§ Request a: In the records, change "Drop" to "Place" starting at the line that has "Can you find the tree" and stopping after the line that has "[[277, 284]]". Give back only those lines, with nothing else altered.

To Ernst Haeckel   30 December [1863] – 3 January [1864]1

Down. | Bromley. | Kent. S.E.

Dec 30

My dear Sir

Your letters are always most kind.2 I shall be proud to receive your monograph on the Radiolariæ which I saw & much admired in London;3 but I know so little of the group that in truth I am not worthy of your present. I sent off a few days since to Jena a copy of a paper by me, which if you have time I think is worth your reading.4

My health continues very weak & I have no strength to spare, so I am sure you will excuse the brevity of this note.

With very sincere respect believe me my dear Sir | Yours truly obliged | Charles Darwin

P S. Jan 3.

By a mistake this letter was put in a wrong envelope & you will have have received another note addressed to a friend which I fear will have surprized you.5

Please to tear it up. As there has been so much delay owing to my unfortunate mistake, I have directed this to Jena instead of to Berlin6

Footnotes

The years are established by the relationship between this letter and the letter from Ernst Haeckel, 2 January 1864 (Correspondence vol. 12).

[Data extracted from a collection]
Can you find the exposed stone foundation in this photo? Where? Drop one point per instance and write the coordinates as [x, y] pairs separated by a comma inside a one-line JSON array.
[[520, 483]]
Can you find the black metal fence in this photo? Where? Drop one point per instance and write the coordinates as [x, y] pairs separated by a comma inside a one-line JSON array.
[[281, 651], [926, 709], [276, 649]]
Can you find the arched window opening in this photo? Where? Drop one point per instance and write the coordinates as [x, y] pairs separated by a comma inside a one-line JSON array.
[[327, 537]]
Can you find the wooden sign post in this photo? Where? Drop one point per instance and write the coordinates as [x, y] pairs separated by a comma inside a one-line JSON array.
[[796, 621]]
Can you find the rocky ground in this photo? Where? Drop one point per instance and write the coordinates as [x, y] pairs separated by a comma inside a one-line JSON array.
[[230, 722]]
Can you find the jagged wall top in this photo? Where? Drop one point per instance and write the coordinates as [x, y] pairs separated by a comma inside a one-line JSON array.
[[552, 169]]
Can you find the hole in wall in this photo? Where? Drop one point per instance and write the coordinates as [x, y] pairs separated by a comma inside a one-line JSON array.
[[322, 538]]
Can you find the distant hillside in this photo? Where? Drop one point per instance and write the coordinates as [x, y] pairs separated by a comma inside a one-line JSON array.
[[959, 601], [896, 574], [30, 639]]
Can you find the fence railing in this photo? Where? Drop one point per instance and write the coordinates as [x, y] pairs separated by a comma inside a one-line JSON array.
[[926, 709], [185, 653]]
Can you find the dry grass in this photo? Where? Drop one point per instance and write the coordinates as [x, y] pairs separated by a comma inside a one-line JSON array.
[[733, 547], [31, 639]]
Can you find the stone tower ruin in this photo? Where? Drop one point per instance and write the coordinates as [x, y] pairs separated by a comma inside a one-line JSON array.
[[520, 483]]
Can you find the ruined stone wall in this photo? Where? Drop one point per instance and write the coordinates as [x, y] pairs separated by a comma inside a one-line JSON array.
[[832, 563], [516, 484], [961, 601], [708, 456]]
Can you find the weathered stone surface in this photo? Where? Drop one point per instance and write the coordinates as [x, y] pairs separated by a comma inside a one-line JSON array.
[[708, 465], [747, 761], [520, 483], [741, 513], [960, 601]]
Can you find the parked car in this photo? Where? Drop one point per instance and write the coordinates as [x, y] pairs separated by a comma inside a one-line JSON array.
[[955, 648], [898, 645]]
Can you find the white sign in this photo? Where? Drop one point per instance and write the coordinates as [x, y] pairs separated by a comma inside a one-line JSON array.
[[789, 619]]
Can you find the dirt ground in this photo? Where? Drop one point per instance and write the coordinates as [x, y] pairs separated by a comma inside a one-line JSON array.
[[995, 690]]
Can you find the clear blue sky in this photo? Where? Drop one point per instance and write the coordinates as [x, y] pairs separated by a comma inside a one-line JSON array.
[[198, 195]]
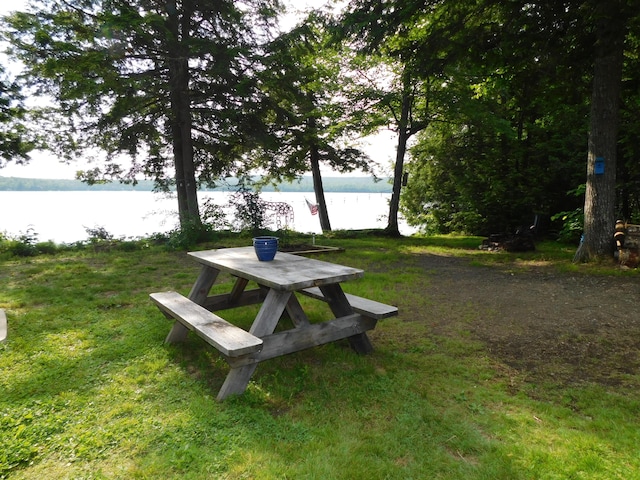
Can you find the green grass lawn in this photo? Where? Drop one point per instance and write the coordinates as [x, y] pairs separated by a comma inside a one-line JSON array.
[[89, 390]]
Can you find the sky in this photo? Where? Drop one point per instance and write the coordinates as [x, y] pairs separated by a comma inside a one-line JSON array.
[[44, 165]]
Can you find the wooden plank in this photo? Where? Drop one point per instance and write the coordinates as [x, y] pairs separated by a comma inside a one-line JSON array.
[[340, 307], [224, 301], [3, 326], [312, 335], [230, 340], [285, 272], [361, 305]]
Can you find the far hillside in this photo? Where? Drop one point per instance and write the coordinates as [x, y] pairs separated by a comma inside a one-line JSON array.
[[331, 184]]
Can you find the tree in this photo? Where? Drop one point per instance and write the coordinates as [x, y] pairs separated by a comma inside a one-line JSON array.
[[168, 83], [509, 146], [14, 142], [313, 121], [417, 40], [610, 19]]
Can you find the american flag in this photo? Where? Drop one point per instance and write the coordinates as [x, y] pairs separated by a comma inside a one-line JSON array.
[[313, 208]]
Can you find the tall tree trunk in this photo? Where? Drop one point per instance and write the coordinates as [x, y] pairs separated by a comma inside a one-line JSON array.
[[319, 190], [186, 185], [314, 154], [403, 137], [599, 206]]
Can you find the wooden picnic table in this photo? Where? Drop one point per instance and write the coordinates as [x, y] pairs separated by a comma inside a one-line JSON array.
[[277, 284]]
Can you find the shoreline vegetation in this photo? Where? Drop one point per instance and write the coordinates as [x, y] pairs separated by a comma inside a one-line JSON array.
[[305, 184]]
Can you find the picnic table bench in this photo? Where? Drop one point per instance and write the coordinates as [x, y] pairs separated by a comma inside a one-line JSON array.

§ Request b: According to the letter, to which city was the letter directed instead of Berlin?

§ Complete response a:
Can you find the tree in this photo? Where? Place one point per instance and write the coordinates as [x, y] pairs separated by a comma inside a one-line JSON array.
[[168, 83], [509, 146], [14, 142], [313, 121], [417, 40], [610, 19]]
Can you find the american flag in this photo? Where? Place one point per instance and write the coordinates as [x, y] pairs separated by a comma inside a one-line JSON array.
[[313, 208]]
Can you find the tall tree trunk in this photo? Where? Place one point per instance and write the coordinates as [x, y] pairs separated by a comma inside a one-line JSON array.
[[319, 190], [186, 185], [314, 154], [403, 137], [599, 206]]
Can you find the wooden picnic table in this photo? Where? Place one point per instance and write the coordinates as [x, y] pairs separated by a comma inside a one-line JSON array.
[[277, 284]]

§ Complete response b: Jena.